_DATA IN THIS EXERCISE_:
****

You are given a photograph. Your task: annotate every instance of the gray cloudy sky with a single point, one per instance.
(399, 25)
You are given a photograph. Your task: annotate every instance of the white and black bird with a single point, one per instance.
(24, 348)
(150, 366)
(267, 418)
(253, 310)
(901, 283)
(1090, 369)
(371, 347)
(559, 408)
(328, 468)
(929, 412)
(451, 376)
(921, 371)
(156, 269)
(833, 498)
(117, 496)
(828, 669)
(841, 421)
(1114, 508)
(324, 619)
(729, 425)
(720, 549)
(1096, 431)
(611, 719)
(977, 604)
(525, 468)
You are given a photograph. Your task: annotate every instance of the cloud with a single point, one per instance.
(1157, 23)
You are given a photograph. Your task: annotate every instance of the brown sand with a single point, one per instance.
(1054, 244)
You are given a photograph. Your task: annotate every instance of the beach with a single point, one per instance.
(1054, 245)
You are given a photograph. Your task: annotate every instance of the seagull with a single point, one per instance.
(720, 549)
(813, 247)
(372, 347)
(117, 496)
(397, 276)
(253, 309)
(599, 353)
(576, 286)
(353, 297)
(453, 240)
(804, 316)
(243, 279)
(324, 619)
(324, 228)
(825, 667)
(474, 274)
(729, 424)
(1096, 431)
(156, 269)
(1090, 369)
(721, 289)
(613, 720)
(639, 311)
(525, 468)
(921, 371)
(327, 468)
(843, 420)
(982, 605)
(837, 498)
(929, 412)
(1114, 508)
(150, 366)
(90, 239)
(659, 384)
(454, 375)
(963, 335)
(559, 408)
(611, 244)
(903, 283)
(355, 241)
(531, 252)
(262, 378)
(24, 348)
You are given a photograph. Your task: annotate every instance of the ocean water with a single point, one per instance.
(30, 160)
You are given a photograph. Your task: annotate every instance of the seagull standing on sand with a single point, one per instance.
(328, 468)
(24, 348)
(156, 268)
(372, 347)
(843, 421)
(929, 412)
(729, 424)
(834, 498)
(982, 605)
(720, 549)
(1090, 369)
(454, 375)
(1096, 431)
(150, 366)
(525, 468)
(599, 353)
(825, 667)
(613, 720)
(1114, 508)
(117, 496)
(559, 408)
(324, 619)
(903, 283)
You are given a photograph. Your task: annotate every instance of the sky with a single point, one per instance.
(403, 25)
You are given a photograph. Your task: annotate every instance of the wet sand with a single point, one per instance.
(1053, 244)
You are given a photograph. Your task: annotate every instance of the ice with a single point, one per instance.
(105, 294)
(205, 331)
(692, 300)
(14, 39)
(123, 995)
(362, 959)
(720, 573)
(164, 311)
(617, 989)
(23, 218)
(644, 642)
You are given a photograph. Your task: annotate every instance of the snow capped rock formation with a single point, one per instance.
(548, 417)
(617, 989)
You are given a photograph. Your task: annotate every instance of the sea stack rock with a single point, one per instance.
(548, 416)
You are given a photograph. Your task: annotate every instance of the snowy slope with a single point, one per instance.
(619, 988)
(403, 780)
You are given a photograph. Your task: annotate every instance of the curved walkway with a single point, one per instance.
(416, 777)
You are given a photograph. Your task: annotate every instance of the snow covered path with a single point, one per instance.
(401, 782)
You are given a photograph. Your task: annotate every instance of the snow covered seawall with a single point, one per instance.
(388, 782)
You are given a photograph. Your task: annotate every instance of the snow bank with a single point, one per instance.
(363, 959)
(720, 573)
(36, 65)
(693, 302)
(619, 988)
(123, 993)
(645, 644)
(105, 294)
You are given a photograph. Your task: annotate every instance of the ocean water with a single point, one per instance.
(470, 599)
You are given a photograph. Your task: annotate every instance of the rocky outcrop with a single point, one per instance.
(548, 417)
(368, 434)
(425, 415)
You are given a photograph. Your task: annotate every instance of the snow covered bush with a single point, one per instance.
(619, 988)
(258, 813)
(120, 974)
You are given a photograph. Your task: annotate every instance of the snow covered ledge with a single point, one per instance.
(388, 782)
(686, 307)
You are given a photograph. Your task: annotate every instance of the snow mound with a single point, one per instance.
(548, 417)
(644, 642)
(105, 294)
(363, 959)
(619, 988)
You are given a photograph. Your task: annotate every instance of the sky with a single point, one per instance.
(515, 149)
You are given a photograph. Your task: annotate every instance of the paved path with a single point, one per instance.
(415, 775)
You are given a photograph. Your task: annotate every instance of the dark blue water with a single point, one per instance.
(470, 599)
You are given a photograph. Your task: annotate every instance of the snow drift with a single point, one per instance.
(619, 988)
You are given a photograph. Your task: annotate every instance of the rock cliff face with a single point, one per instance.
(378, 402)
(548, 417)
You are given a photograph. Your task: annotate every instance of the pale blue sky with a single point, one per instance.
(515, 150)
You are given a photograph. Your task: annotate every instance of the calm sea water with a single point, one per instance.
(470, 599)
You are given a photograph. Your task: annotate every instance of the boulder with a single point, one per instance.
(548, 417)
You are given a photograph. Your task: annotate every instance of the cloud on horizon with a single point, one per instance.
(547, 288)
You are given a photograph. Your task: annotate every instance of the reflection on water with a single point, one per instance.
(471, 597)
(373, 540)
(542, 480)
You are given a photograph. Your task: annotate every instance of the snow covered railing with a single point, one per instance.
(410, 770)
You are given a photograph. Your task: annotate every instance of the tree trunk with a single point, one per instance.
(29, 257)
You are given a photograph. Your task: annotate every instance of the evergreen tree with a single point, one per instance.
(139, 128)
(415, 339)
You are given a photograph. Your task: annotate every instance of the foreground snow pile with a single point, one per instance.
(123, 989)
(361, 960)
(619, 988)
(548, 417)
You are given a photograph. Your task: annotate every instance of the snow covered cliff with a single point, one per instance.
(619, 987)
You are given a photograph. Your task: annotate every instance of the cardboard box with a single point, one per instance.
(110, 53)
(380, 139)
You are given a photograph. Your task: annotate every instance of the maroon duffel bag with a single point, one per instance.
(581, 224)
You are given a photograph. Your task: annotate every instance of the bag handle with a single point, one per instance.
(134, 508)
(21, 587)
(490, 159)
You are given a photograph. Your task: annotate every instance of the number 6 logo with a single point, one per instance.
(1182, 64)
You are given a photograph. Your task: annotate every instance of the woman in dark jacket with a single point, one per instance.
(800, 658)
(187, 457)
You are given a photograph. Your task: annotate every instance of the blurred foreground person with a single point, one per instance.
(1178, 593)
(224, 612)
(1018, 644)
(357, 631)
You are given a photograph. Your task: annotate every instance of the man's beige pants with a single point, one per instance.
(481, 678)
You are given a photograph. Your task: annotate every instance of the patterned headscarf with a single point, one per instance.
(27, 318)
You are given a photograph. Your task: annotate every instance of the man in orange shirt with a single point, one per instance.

****

_EXERCISE DETAILS_:
Transcribe the records exactly as given.

_RESULT FOR THIS TASK_:
You are given a photograph. Your task: annotate every instance of the gray cloudy sky with a single point, one per instance.
(399, 25)
You are given a photograph. Your task: annotate every instance of the white and black bird with a single point, one per instance.
(24, 348)
(150, 366)
(267, 418)
(253, 310)
(901, 283)
(1090, 369)
(371, 347)
(559, 408)
(328, 468)
(929, 412)
(451, 376)
(921, 371)
(156, 269)
(833, 498)
(117, 496)
(828, 669)
(841, 421)
(1114, 508)
(324, 619)
(729, 425)
(720, 549)
(1096, 431)
(611, 719)
(977, 604)
(525, 468)
You are given a photograph. Your task: annotate every instance of the cloud with a single point, one per instance.
(1157, 23)
You are given a photograph. Your task: annotate every instance of the brown sand with a single point, one per instance.
(1054, 244)
You are given a photograph. Your task: annotate every instance of the beach with a single point, one per instance.
(1054, 245)
You are given a photograph. Your task: annotate every instance of the seagull with a single point, one per instance.
(720, 549)
(813, 247)
(372, 347)
(117, 496)
(397, 276)
(253, 309)
(599, 353)
(576, 286)
(353, 297)
(453, 240)
(804, 316)
(243, 279)
(324, 619)
(324, 228)
(825, 667)
(474, 274)
(729, 424)
(1096, 431)
(156, 269)
(1090, 369)
(721, 289)
(613, 720)
(639, 311)
(525, 468)
(921, 371)
(327, 468)
(843, 420)
(982, 605)
(837, 498)
(929, 412)
(1114, 508)
(150, 366)
(90, 239)
(659, 384)
(454, 375)
(963, 335)
(559, 408)
(611, 244)
(903, 283)
(355, 241)
(531, 252)
(262, 378)
(24, 348)
You are given a photograph. Your task: annotate every instance of the ocean water with a single point, one per instance.
(30, 160)
You are given a photograph. Your task: annotate every instance of the seagull standing on sand with a single point, one per instance.
(328, 468)
(24, 348)
(156, 268)
(372, 347)
(843, 421)
(929, 412)
(729, 424)
(834, 498)
(982, 605)
(720, 549)
(1090, 369)
(454, 375)
(1096, 431)
(150, 366)
(525, 468)
(599, 353)
(825, 667)
(613, 720)
(1114, 508)
(117, 496)
(559, 408)
(324, 619)
(903, 283)
You are given a photograph. Your task: annotate every instance of the sky with a single point, one per instance.
(403, 25)
You are given a photograph. Your task: annotate every instance of the wet sand with a single point, one per instance.
(1053, 244)
You are given a photograph. Your task: annotate every instance of the ice with a single point, one per instance.
(105, 294)
(205, 331)
(692, 300)
(14, 39)
(123, 995)
(362, 959)
(720, 573)
(164, 311)
(617, 989)
(23, 218)
(644, 642)
You are given a photograph. Your task: annotate every instance of the snow capped rock formation with a single point, one per instance.
(548, 417)
(617, 989)
You are given a photograph. Your task: annotate every instance of the sea stack rock with a single point, one per instance.
(548, 416)
You are given a photograph. Your task: annotate every instance of the snowy slope with a single point, one per instance.
(619, 988)
(403, 780)
You are given a photograph. Your task: annotate every instance of the curved walkway with a single point, one per instance.
(416, 777)
You are given a photograph. Your task: annotate every instance of the snow covered path with a single point, one per instance.
(401, 782)
You are given a photograph. Your task: annotate every instance of the snow covered seawall with a single point, one per instance.
(388, 782)
You are given a photograph. Your task: annotate every instance of the snow bank with a single point, one per instance.
(363, 959)
(720, 573)
(36, 65)
(693, 302)
(619, 988)
(123, 993)
(645, 644)
(105, 294)
You are given a photograph. Your task: annotate every instance of the ocean water with a single point, one per instance.
(470, 599)
You are given a photograph. Your task: annotate every instance of the rocky outcrop with a single point, one per instance.
(548, 417)
(368, 434)
(425, 415)
You are given a photograph. Your task: annotate every instance of the snow covered bush with a single point, one per instance.
(619, 988)
(258, 813)
(120, 974)
You are given a photograph. Your task: annotate every instance of the snow covered ledge with a single point, one per instance.
(388, 782)
(686, 307)
You are given a photograph. Your task: annotate every instance of the snow mound with a single point, one per instance.
(548, 417)
(644, 642)
(105, 294)
(363, 959)
(619, 988)
You are given a photograph. Your task: annotate every instance of the sky with a single point, one per instance.
(515, 149)
You are given a photograph. Your task: annotate every instance of the paved path with a single point, one per instance.
(415, 775)
You are given a photograph. Your task: annotate every instance of the dark blue water with a single point, one per instance.
(470, 599)
You are given a photograph. Your task: annotate every instance of the snow drift with a single point, one per instance.
(619, 988)
You are given a photograph. Your task: annotate every instance of the rock cliff face with a single point, one per instance.
(378, 402)
(548, 417)
You are given a photograph. Your task: annotate every instance of the pale blue sky with a single point, one per instance.
(515, 150)
You are given a photograph. Your task: annotate every instance of the calm sea water with a single point, one per instance.
(470, 599)
You are given a photograph. Your task: annotate every instance of the boulder with a single point, one per instance.
(548, 417)
You are given a photograph. Your task: annotate every instance of the cloud on horizon with a single point, one per instance.
(547, 288)
You are given a photograph. Your task: annotate every instance of the reflection on water with a single point, one per instance.
(471, 597)
(373, 540)
(542, 480)
You are given a photograph. Your task: annotate every instance of the snow covered railing with a single point, one per instance.
(410, 770)
You are given a photograph. Your task: annotate every instance of the tree trunk with a single point, one per instance.
(29, 257)
You are given a photograph. Your task: annotate every instance of the evergreen tree with a single point, one per instance.
(139, 128)
(415, 339)
You are given a photograph. Your task: annotate every instance of the foreground snow pile with a single point, one per instance.
(123, 989)
(361, 960)
(619, 988)
(548, 417)
You are given a photograph. Your task: annotate every instance of the snow covered cliff with a single point, one per instance.
(619, 987)
You are given a photograph. Your task: annotate every instance of the cardboard box with a single point, one per instance.
(110, 53)
(380, 139)
You are given a photograph. Your task: annotate every instance of the maroon duffel bag with a single point, one per instance.
(581, 224)
You are given a photograph. Your task: annotate every instance of the bag handle with a single point, one per instance.
(134, 508)
(21, 587)
(490, 159)
You are given a photograph. Your task: annotate every instance of the number 6 logo with a single point, one per instance.
(1182, 64)
You are given a photograph. Your task: annotate every instance of the woman in dark jacket with a single point, one per instance.
(800, 658)
(187, 457)
You are given a photograph. Your task: annotate every instance of the blurred foreground person with a single point, one per instance.
(1178, 593)
(224, 612)
(1018, 644)
(357, 631)
You are given a photograph. Your task: annotate every instance of the man's beige pants with a single point, one per instance.
(481, 678)
You are given a photograph. Your task: annotate every instance of the patterned headscarf with a single point, one per instance.
(27, 318)
You are given a photograph. Your task: annotate every instance of the man in orange shirt with a single point, one per instance.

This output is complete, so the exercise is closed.